MATERIAL TO PROCESS.
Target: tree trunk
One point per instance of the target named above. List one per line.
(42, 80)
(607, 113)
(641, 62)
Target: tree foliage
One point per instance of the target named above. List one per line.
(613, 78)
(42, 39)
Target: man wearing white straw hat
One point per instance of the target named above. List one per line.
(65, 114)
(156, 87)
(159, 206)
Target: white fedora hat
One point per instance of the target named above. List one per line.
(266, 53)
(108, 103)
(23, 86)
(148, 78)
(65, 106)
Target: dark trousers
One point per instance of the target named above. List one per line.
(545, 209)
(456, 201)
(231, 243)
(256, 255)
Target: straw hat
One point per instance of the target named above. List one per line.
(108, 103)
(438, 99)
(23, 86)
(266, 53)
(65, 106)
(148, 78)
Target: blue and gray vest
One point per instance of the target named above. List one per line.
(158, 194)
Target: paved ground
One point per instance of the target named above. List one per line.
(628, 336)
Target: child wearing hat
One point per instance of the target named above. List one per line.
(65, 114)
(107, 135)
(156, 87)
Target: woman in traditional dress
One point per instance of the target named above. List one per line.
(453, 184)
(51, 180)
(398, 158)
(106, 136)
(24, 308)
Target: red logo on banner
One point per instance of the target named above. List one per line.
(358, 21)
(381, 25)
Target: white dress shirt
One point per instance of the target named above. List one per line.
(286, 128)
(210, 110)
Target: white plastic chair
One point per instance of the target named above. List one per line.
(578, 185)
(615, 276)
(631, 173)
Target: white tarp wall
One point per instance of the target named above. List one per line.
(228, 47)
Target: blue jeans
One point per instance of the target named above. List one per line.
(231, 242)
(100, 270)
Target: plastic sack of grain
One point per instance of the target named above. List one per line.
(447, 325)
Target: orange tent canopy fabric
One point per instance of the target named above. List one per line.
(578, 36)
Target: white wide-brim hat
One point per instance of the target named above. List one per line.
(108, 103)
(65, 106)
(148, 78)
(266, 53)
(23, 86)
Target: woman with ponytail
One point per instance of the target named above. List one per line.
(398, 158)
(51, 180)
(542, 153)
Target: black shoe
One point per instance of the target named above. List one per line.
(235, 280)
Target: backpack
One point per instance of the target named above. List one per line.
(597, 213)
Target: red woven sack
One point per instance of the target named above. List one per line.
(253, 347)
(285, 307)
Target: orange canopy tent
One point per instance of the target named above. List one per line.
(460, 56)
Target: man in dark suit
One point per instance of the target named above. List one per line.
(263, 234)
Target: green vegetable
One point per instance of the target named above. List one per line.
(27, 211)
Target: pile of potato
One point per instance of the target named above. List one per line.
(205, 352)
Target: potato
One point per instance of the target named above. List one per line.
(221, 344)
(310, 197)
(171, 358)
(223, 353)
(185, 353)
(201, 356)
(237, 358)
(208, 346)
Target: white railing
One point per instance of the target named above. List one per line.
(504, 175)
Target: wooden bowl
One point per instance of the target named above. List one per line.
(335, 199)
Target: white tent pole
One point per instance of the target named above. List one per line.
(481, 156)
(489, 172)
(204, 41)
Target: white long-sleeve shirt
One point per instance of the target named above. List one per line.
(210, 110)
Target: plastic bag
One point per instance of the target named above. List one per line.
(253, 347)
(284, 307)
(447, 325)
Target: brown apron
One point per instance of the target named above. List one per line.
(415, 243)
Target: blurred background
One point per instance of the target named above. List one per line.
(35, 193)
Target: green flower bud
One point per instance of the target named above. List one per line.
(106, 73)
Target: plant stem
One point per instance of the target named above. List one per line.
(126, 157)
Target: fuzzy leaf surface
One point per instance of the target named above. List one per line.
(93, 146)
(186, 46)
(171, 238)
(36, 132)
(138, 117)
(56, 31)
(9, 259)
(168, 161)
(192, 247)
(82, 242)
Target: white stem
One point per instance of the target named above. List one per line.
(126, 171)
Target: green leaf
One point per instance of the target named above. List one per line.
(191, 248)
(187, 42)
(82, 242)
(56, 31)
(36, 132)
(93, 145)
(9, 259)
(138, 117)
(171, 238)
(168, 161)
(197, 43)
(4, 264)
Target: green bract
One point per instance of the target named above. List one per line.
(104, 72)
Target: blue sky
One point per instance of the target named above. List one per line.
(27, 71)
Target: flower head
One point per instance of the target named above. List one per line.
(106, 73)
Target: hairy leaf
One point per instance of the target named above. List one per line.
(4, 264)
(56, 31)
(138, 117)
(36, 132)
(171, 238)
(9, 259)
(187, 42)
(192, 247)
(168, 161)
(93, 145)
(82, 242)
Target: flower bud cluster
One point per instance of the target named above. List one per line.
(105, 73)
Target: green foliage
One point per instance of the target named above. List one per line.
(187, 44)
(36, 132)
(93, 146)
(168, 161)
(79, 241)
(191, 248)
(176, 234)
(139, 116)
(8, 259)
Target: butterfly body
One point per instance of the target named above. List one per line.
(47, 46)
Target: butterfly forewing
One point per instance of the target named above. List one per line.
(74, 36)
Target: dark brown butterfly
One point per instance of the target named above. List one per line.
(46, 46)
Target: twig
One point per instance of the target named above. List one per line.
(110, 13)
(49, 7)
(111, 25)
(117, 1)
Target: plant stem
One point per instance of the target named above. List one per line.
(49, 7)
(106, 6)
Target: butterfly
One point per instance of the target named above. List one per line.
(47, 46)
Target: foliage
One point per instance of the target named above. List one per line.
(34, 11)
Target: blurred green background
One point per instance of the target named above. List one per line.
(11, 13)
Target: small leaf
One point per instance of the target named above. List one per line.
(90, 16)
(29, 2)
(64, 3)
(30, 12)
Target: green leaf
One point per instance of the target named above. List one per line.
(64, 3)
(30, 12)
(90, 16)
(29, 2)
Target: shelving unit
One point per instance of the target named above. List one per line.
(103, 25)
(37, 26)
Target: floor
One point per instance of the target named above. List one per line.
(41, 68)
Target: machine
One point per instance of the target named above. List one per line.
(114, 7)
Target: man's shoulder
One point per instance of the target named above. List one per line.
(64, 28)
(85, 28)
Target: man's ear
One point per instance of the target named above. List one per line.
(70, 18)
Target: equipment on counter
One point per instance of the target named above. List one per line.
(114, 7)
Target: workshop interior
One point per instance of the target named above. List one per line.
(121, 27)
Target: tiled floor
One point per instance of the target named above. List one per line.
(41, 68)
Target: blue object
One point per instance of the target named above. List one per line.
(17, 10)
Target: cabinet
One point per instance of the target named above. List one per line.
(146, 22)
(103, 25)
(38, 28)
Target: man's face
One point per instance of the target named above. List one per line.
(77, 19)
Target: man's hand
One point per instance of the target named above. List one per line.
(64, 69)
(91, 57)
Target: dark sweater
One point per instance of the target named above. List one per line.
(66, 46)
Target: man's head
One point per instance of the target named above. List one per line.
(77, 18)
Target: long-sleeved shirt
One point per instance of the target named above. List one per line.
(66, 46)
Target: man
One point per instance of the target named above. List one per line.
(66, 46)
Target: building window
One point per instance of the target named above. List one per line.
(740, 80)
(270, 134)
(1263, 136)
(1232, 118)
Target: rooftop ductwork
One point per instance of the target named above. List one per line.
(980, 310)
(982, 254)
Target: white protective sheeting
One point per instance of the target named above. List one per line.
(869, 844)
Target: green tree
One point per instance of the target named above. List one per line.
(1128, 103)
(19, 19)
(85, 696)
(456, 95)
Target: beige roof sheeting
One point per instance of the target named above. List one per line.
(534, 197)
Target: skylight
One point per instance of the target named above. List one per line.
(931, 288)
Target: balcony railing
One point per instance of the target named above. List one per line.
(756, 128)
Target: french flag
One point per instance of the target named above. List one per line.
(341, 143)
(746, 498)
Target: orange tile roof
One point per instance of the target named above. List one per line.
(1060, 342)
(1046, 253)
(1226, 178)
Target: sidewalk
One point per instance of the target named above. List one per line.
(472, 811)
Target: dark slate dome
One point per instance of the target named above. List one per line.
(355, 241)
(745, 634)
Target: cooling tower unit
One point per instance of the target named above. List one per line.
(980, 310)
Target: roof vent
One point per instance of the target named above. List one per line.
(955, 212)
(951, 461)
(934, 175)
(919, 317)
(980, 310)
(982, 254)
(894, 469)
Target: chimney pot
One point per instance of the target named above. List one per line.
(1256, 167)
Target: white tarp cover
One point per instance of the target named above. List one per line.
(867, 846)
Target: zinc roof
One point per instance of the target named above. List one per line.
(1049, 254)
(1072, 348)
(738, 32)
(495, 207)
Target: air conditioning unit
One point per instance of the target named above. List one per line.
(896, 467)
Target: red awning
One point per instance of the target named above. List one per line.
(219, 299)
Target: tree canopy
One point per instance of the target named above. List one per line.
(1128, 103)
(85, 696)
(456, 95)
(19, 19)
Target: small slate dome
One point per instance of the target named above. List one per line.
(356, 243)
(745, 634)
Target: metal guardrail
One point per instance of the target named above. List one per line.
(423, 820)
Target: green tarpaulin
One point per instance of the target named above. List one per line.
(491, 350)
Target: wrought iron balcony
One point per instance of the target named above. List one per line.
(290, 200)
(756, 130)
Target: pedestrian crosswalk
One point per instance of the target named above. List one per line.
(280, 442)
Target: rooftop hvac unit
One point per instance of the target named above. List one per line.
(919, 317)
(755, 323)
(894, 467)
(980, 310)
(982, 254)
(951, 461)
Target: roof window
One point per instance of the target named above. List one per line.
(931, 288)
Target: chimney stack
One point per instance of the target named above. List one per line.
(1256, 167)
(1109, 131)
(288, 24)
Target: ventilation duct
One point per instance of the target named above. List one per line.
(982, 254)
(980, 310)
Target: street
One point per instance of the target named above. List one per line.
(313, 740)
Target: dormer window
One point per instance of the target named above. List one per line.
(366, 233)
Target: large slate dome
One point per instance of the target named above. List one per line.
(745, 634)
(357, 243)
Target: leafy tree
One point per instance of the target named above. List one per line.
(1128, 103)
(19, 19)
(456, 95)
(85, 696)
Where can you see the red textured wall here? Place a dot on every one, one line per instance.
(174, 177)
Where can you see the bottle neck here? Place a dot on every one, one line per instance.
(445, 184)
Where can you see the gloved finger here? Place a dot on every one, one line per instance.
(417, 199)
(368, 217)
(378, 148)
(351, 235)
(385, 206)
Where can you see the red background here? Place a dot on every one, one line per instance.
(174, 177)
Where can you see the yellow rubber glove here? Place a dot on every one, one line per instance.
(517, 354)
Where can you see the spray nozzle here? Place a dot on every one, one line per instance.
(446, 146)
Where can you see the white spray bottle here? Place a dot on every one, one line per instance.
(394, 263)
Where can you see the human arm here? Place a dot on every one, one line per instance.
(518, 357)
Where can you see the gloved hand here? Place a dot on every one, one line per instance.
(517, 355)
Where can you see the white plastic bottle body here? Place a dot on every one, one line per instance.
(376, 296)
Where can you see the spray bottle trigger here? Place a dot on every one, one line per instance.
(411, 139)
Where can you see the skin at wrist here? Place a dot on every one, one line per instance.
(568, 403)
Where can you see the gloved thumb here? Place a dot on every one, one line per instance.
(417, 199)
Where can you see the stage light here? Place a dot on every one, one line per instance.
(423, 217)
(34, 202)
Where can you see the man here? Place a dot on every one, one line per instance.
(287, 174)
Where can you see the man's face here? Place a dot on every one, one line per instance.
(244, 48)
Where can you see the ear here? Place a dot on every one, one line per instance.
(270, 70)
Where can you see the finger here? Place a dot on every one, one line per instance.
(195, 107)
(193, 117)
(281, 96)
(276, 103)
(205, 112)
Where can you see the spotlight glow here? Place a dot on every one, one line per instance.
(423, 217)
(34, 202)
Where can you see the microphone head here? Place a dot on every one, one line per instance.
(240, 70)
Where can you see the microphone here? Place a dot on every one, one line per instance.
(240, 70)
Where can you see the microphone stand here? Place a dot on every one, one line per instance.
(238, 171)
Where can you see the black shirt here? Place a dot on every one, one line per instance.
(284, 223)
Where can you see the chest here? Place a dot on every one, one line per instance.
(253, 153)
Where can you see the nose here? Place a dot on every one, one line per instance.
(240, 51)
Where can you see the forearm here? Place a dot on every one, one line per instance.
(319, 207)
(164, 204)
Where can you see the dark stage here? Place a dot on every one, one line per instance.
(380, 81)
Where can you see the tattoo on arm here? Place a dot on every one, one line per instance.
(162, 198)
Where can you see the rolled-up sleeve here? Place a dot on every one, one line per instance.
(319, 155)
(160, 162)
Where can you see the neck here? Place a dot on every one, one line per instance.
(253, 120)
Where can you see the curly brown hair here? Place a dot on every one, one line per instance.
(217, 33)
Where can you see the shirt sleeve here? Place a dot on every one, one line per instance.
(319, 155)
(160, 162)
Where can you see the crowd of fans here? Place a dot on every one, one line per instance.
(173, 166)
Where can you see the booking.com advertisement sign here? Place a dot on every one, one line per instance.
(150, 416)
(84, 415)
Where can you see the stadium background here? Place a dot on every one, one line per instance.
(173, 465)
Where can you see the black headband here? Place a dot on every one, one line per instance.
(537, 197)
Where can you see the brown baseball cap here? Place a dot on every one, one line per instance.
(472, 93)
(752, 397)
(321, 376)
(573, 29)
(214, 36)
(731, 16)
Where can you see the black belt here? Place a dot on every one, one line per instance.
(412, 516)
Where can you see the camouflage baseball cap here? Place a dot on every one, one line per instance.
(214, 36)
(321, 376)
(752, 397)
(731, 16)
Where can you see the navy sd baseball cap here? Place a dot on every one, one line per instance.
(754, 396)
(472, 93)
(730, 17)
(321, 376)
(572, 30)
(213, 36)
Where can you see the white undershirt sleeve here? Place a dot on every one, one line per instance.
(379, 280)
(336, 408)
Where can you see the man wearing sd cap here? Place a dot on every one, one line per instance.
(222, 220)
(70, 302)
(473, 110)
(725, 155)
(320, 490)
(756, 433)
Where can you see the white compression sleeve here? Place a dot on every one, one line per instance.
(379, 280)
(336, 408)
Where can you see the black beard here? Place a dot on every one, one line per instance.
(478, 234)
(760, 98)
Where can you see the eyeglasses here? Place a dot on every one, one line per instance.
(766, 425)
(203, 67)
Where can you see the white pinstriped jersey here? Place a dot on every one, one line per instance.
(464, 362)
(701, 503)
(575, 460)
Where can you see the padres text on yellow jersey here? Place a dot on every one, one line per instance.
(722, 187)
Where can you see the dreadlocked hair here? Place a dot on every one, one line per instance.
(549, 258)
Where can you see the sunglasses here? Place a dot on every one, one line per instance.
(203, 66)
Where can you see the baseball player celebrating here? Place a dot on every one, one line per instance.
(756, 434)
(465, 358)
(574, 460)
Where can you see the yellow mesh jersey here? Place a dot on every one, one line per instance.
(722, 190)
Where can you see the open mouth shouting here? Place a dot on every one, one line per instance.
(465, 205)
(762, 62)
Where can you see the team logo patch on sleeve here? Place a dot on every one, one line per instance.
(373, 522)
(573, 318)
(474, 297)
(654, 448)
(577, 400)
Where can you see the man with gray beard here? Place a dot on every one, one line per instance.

HOW TO COMPLETE THIS TASK.
After counting the lines above that include the word "small", give only the number.

SOLUTION TO THIS PROBLEM.
2